§ Activities
1. In the article on microbial DNA found in the Atacama Desert, which journal published the report?
2. List the Mars missions named in the sentence of the article on microbial DNA found in the Atacama Desert that begins "Tailored to identify potentially habitable environments."

§ Page text

= = =

Fascinating fragments of DNA from a blend of microbes have been found by researchers in the Atacama Desert, Chile.
But what makes the discovery special is that nine percent of the genetic fragment concoction belongs to organisms "unknown to science," according to a report published in the journal Nature Communications.
These organisms are part of the so-called “dark microbiome” - bacteria “so strange and different” that the researchers could not determine what they were related to.
"In almost half of the cases, the databases could not clearly say what we had in our hands,” microbiologist at the Center of Astrobiology in Madrid and lead researcher Armando Azua-Bustos was cited as saying.
The researcher believed that this puzzling genetic material hailed from life forms long extinct and, accordingly, was never documented.
While the research is to be continued, importantly, the Atacama findings feed into the ongoing quest for traces of alien life on Mars. The study shows that certain amounts of biological traces can be gleaned from even such an arid environment as the Atacama Desert, so the dry rocks on Mars may yet bring breakthroughs.
View of the Moon Valley, Chile.
© AP Photo / Dima Gavrysh
Tailored to identify potentially habitable environments, missions like the Mars Exploration Rovers, Mars Science Laboratory (MSL), and Mars2020 zoomed in on sites with geomorphological evidence hinting at ancient rivers and lakes on the red planet. In the Atacama Desert, the Red Stone site used to be a river delta over 100 million years ago, when dinosaurs roamed the planet. The site echoes a plateau on Mars within the Jezero Crater that the Perseverance is exploring.
“We know there are things to detect,” Azua-Bustos said, adding that the best possible, advanced laboratory instruments on Earth would probe the mysteries of Martian soil samples dug up by the Perseverance rover.

= = =

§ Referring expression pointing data
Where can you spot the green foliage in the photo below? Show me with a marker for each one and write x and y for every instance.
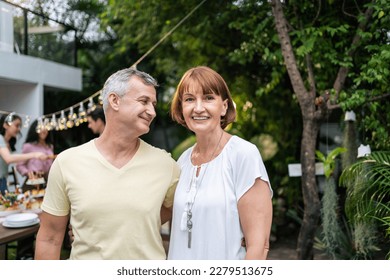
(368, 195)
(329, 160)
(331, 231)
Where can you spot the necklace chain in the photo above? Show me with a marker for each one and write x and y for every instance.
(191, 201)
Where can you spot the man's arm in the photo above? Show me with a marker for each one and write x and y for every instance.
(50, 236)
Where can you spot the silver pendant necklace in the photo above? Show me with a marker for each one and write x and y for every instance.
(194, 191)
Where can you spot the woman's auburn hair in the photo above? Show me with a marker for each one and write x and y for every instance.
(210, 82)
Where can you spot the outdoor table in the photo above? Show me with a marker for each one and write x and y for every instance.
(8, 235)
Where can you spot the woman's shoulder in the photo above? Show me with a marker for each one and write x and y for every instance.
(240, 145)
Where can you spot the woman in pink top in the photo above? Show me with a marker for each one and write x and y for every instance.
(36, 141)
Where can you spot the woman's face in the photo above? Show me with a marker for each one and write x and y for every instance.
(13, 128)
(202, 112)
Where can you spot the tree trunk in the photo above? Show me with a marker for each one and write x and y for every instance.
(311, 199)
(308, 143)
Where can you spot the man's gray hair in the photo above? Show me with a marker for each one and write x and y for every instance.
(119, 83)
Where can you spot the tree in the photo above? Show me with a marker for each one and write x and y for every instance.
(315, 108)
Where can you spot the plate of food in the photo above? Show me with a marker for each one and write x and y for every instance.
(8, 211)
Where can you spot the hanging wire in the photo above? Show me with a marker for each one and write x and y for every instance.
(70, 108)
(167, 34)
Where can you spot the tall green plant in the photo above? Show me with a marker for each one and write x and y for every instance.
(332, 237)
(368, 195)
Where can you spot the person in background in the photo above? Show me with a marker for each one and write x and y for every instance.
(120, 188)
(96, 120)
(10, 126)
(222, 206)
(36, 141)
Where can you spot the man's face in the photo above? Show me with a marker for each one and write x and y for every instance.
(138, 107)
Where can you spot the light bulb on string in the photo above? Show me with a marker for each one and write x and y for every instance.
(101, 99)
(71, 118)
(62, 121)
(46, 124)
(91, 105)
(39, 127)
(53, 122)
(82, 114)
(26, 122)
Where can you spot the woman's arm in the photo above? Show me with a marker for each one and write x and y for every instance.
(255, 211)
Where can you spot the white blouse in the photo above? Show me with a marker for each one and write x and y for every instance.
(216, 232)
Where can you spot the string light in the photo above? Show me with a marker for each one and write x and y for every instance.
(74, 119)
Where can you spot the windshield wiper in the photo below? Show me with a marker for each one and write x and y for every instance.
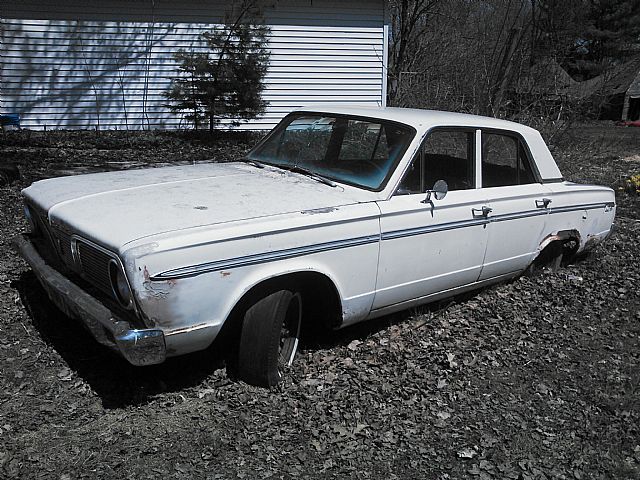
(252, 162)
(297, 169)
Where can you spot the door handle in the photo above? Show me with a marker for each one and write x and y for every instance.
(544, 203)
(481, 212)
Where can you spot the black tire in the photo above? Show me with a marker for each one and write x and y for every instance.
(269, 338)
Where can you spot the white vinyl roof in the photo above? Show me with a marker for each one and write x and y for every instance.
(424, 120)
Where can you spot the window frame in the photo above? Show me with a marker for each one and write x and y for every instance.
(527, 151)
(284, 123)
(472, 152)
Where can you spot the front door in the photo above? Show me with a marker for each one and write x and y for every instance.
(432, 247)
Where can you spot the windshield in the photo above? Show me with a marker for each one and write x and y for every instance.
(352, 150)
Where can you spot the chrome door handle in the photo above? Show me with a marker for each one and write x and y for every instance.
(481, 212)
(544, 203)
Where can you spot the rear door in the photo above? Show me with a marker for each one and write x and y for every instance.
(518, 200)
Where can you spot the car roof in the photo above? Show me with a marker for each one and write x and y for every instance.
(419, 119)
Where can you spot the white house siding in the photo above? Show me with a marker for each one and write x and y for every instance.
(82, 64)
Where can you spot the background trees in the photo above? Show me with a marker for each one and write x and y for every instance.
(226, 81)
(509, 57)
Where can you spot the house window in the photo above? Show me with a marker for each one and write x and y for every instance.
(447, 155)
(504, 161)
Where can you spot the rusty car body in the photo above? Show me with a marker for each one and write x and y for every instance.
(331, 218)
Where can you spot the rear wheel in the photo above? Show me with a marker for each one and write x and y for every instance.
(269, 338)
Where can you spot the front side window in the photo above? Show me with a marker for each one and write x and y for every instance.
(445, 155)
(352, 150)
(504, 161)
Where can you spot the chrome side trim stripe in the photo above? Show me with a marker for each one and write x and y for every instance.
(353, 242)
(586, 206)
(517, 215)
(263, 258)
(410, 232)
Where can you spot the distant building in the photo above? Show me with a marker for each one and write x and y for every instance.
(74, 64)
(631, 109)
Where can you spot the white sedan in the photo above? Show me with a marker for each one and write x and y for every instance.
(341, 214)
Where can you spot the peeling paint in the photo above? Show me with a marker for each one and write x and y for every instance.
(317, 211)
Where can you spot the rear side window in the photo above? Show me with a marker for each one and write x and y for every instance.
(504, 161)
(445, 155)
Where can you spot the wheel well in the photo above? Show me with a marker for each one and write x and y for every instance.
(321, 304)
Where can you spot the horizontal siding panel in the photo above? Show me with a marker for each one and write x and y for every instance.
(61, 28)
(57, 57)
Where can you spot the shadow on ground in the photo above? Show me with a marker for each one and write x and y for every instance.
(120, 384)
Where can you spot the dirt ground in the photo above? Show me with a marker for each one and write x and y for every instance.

= = =

§ Solved tasks
1. Nature Communications

2. Mars Exploration Rovers; Mars Science Laboratory (MSL); Mars2020